— Begin DOCUMENT EXTRACT —

# Measuring wire gauge



## Roger123 (Sep 23, 2007)

What tool(s) do you guys use to measure wire gauge size when it is not printed on the conductor's jacket or the jacket is not visible?


----------



## Speedy Petey (Jan 10, 2007)

Here are some previous replies:

http://www.electriciantalk.com/showthread.php?t=1254


----------



## MDShunk (Jan 7, 2007)

They make a little set of plastic gauges that you can slip in if there's some exposed conductor to get them around. I got a set years ago, but they're not as helpful as you might think. The lugs smash the conductor into a bit of an oval. Here's one such gauge http://www.professionalequipment.co...107017/electrical-accessories/?hcs=wire gauge The actual old-school Brown and Sharpe wire gauges are metal.


----------



## Roger123 (Sep 23, 2007)

Thanks Marc,

What I'm looking for is something bigger for #4awg and larger. Needed something on the last quote where feeders were suppling sub-panels from a meter base/disco panel and the outer jackets were not visible. Needed to know the wire gauge so I could calculate the feeders size to each unit. So, I took my tape measure and just measured the diameter and went to home depot around the corner and came up with #2 conductors. Guess, that is not the best way to determine wire size.:no:


----------



## MDShunk (Jan 7, 2007)

— End DOCUMENT EXTRACT —
— Begin DATA ROWS —

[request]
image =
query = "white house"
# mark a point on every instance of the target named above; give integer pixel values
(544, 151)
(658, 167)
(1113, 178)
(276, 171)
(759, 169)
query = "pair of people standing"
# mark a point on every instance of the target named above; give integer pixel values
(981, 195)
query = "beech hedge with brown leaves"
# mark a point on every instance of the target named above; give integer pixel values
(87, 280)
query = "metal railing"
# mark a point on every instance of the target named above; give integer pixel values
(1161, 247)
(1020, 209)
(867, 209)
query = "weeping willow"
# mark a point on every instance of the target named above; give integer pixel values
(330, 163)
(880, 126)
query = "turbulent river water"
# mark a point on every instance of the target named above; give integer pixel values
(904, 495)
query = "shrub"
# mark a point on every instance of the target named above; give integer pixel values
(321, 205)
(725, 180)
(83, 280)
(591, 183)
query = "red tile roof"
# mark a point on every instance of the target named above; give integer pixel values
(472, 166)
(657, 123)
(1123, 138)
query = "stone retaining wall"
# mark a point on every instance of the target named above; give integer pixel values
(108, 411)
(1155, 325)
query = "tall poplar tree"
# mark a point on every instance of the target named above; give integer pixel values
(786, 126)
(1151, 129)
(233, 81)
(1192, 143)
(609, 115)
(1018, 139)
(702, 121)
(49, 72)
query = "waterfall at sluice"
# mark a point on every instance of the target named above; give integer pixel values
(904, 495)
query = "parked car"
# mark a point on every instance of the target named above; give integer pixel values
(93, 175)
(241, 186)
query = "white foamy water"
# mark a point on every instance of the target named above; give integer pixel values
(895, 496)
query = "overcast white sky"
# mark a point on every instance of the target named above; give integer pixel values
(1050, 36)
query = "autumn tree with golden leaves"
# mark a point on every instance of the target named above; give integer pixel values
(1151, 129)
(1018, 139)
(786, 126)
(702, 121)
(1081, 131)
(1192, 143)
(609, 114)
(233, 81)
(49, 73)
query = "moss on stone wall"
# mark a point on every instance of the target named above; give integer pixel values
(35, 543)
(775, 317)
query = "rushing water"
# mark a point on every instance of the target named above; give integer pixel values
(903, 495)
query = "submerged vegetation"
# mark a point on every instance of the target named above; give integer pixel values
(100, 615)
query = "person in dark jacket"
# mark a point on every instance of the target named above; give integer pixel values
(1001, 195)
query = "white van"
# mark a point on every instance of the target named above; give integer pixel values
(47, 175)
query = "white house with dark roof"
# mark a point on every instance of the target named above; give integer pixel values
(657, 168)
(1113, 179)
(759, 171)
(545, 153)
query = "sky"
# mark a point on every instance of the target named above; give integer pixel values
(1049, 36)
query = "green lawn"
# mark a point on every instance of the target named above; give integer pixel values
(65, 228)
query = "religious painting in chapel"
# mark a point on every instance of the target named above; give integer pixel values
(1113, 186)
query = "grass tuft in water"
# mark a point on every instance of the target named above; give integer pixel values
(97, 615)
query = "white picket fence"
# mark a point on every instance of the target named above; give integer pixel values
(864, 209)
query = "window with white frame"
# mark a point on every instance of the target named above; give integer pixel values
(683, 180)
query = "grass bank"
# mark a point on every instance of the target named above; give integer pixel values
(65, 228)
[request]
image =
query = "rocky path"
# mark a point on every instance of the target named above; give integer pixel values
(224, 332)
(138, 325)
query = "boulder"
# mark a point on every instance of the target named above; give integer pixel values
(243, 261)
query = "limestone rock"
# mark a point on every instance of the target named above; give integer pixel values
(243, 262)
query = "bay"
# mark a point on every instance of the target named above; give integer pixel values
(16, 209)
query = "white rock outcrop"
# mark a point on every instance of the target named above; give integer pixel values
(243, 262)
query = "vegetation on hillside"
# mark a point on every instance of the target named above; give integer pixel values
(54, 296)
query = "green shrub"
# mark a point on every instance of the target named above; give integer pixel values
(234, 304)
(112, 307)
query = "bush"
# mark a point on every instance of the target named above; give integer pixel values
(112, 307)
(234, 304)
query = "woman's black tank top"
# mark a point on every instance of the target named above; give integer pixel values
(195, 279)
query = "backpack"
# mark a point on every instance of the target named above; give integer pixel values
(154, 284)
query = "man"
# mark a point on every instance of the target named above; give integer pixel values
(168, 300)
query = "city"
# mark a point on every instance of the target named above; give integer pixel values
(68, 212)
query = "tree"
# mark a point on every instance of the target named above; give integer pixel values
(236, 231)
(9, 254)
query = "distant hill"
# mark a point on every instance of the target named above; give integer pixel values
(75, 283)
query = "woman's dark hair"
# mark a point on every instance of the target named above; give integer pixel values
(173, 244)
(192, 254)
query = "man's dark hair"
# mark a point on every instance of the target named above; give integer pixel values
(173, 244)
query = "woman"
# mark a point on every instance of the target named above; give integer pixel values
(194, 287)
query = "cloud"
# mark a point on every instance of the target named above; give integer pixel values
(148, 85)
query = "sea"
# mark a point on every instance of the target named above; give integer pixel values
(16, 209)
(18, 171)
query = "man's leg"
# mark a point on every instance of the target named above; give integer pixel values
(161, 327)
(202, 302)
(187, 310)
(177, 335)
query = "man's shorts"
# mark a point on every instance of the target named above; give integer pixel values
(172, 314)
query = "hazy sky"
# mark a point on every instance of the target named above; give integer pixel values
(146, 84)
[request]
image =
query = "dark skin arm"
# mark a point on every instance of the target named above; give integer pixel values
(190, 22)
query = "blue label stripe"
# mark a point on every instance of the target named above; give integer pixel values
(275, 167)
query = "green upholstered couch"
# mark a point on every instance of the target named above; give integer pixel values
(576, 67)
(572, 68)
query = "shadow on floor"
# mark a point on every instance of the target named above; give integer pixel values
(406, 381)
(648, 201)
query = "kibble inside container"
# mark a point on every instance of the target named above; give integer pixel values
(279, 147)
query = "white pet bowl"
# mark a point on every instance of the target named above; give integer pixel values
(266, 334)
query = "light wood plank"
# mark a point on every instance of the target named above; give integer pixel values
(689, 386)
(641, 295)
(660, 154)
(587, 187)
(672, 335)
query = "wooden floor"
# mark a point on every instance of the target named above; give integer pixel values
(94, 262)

— End DATA ROWS —
— Begin DATA ROWS —

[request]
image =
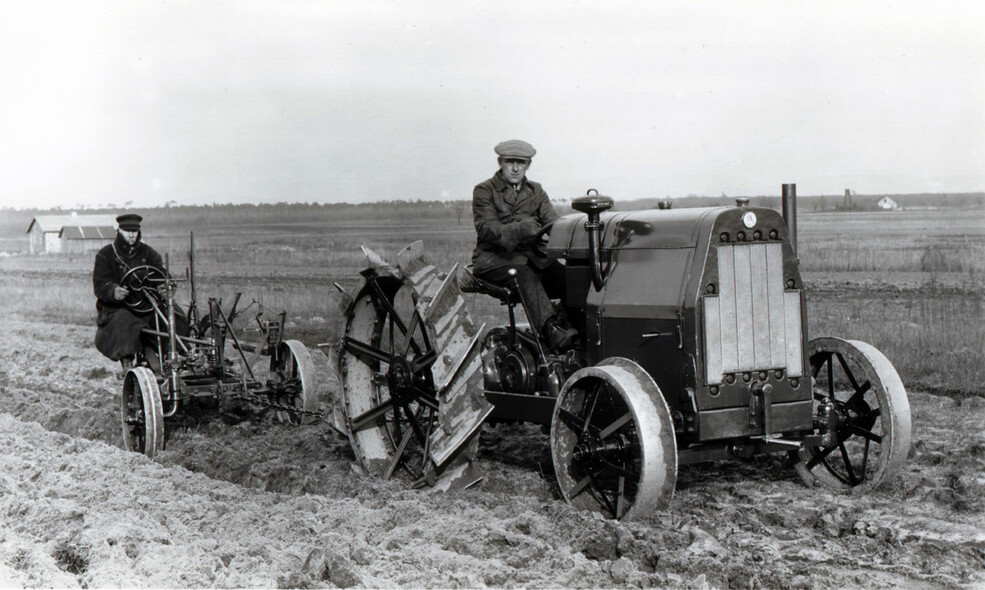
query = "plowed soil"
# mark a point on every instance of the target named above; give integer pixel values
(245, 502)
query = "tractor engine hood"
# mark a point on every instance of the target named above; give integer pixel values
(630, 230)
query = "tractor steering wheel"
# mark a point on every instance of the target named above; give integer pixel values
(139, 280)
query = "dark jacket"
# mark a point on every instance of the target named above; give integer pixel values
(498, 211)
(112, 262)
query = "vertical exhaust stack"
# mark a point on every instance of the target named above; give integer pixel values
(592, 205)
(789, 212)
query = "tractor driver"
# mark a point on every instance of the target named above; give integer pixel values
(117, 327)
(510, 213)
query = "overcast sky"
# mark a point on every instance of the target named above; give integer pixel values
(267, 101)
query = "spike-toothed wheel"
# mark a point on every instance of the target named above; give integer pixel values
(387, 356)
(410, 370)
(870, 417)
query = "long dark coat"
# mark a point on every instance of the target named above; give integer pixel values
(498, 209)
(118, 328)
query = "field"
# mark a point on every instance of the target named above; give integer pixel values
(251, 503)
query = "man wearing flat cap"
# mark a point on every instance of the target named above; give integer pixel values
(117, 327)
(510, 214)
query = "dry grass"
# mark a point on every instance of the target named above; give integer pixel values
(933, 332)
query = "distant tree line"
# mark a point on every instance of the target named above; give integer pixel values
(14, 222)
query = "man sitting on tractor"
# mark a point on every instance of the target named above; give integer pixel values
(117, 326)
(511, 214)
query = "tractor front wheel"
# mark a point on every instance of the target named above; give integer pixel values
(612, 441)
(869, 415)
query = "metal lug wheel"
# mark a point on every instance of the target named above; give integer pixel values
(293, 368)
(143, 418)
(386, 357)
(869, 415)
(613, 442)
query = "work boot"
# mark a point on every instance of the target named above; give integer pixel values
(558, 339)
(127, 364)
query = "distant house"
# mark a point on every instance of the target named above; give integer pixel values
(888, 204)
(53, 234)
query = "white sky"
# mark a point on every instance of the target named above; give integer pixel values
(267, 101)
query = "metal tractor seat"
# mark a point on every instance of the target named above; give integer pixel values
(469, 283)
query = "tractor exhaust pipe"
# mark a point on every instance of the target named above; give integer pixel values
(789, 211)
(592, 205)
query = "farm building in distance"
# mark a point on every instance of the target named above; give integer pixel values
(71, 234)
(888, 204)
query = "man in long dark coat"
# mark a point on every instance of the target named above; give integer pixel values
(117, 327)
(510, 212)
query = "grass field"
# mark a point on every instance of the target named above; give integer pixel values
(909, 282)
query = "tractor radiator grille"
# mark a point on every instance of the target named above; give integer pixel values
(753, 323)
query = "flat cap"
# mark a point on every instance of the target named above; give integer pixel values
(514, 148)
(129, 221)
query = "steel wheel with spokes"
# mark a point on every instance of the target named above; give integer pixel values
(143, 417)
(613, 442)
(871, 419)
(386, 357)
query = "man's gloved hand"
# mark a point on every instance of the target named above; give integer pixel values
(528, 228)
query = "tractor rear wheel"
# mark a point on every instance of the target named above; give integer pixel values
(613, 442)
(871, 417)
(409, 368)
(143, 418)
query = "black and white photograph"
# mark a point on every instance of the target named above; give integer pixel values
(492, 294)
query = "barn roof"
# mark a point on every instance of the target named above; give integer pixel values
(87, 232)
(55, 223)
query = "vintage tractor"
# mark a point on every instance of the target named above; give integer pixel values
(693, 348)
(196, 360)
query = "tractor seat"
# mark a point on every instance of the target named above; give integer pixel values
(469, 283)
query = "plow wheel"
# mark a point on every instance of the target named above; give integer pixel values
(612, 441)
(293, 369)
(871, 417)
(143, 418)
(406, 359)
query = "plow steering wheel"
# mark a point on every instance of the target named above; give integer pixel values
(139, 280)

— End DATA ROWS —
— Begin DATA ROWS —

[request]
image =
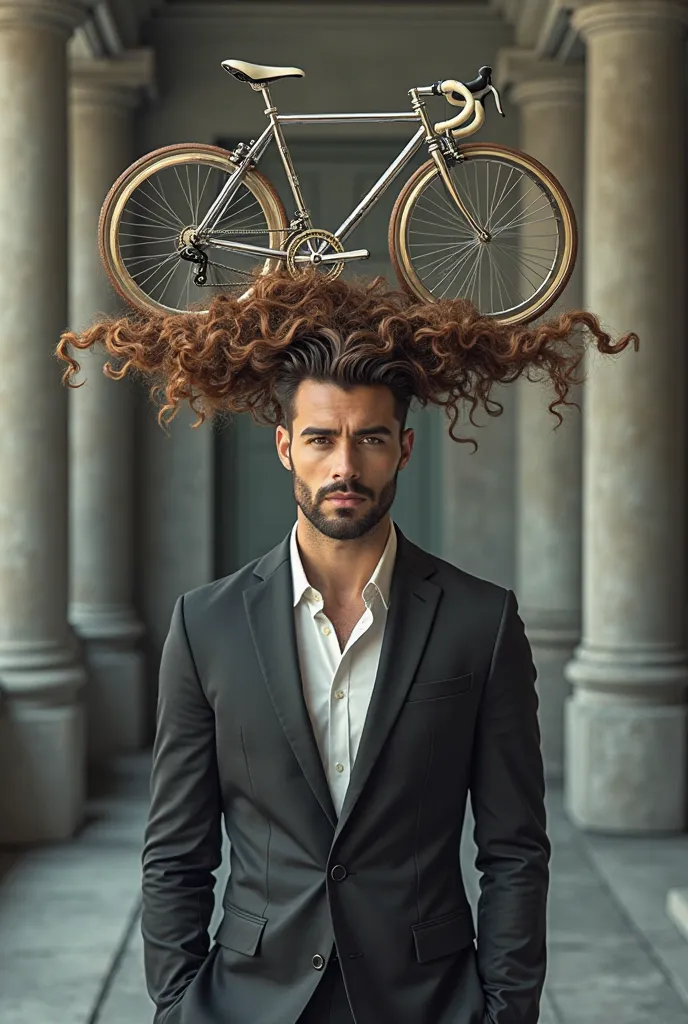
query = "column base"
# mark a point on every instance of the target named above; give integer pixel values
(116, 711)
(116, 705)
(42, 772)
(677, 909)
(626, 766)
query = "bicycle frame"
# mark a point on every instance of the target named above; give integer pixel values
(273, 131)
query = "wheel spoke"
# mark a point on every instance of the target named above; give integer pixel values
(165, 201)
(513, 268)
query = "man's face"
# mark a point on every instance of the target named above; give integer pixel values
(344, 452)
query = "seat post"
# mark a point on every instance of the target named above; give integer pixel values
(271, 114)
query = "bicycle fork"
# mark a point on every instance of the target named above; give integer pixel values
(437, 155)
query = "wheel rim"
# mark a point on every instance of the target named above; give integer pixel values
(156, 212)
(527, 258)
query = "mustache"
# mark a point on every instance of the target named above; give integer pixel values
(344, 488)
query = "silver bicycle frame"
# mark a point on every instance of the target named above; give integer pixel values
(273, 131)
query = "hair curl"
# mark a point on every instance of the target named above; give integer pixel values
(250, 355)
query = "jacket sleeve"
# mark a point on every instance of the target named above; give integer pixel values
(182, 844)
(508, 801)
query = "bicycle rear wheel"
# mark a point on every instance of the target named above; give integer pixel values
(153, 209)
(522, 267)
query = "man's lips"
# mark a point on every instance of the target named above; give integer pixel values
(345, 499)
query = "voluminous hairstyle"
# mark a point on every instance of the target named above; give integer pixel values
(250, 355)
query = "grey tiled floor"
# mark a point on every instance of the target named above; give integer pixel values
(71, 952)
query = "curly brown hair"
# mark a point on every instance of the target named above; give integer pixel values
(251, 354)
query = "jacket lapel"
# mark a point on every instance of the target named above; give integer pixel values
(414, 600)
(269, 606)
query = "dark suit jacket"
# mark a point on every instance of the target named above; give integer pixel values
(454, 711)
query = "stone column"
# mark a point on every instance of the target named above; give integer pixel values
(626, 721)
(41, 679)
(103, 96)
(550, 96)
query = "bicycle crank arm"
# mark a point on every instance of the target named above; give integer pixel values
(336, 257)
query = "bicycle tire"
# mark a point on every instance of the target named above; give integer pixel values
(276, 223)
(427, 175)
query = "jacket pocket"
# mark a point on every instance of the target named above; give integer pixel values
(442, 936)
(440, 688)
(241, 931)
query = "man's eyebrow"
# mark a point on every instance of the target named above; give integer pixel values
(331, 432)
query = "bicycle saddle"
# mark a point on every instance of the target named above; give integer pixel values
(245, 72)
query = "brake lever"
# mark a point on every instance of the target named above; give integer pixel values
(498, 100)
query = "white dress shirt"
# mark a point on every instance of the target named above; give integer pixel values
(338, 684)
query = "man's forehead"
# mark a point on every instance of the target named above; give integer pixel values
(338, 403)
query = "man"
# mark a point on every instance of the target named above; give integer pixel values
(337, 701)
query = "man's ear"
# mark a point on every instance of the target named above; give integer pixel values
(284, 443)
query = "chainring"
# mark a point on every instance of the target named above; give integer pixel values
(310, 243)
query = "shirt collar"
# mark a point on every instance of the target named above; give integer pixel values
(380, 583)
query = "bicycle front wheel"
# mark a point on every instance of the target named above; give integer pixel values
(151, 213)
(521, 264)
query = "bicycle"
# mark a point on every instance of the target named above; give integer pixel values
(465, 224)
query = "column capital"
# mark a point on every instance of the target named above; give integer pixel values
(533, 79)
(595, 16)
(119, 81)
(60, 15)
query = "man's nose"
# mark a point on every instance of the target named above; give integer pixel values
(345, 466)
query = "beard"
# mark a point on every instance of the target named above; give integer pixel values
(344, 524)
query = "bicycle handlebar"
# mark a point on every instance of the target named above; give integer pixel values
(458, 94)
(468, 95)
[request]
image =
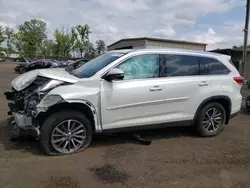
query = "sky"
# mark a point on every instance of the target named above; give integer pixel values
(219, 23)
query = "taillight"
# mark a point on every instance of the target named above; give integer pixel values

— End DATA ROWS —

Retype the whole forum thread on measuring wire gauge, keeping every word, link, and mark unchanged. The lines come from a separate source, unrelated to the thread.

# Measuring wire gauge



## Roger123 (Sep 23, 2007)

What tool(s) do you guys use to measure wire gauge size when it is not printed on the conductor's jacket or the jacket is not visible?


----------



## Speedy Petey (Jan 10, 2007)

Here are some previous replies:

http://www.electriciantalk.com/showthread.php?t=1254


----------



## MDShunk (Jan 7, 2007)

They make a little set of plastic gauges that you can slip in if there's some exposed conductor to get them around. I got a set years ago, but they're not as helpful as you might think. The lugs smash the conductor into a bit of an oval. Here's one such gauge http://www.professionalequipment.co...107017/electrical-accessories/?hcs=wire gauge The actual old-school Brown and Sharpe wire gauges are metal.


----------



## Roger123 (Sep 23, 2007)

Thanks Marc,

What I'm looking for is something bigger for #4awg and larger. Needed something on the last quote where feeders were suppling sub-panels from a meter base/disco panel and the outer jackets were not visible. Needed to know the wire gauge so I could calculate the feeders size to each unit. So, I took my tape measure and just measured the diameter and went to home depot around the corner and came up with #2 conductors. Guess, that is not the best way to determine wire size.:no:


----------



## MDShunk (Jan 7, 2007)